● **TASK TO CARRY OUT**
Transcribe the material below line for line, leaving out the pictures.

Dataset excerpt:
○ ○ ○ ○ ○

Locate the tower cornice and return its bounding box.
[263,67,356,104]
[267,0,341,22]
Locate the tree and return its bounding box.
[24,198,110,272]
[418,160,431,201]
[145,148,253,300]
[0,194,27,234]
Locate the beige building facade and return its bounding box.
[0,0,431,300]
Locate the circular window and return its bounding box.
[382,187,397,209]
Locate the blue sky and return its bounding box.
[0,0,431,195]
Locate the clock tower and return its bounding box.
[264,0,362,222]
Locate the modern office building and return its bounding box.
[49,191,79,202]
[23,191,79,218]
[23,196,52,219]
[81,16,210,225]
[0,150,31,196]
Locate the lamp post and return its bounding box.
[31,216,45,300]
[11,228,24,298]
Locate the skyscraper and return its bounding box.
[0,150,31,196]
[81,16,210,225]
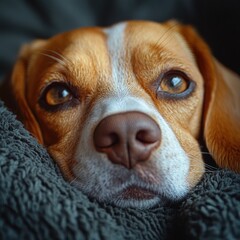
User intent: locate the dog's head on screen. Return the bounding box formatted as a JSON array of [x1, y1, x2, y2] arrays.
[[2, 21, 240, 207]]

○ ○ ○ ○ ○

● **REPLY TO THE TASK**
Locate the tower cornice and return its bounding box.
[263,67,356,104]
[267,0,341,22]
Locate the tree and return its bounding box.
[24,198,110,272]
[418,160,431,201]
[145,148,253,300]
[0,194,27,234]
Locate the beige building facade and return its bounding box.
[0,0,431,300]
Locate the circular window and return its bounding box.
[382,187,397,209]
Locate the blue sky and return its bounding box.
[0,0,431,195]
Locate the clock tower and return its bounding box.
[264,0,362,222]
Locate the modern office building and return its bounding box.
[49,191,79,202]
[23,191,79,218]
[23,196,52,219]
[81,16,210,225]
[0,150,31,196]
Locate the lamp post and return its bounding box.
[31,216,45,300]
[11,228,24,298]
Locate the skyscraper and return its bounding box.
[0,150,31,196]
[81,16,210,225]
User intent: locate the dog's head on screen. Return the bounding box formatted as a JSON array of [x1, y1, x2, y2] arrays.
[[2, 21, 240, 207]]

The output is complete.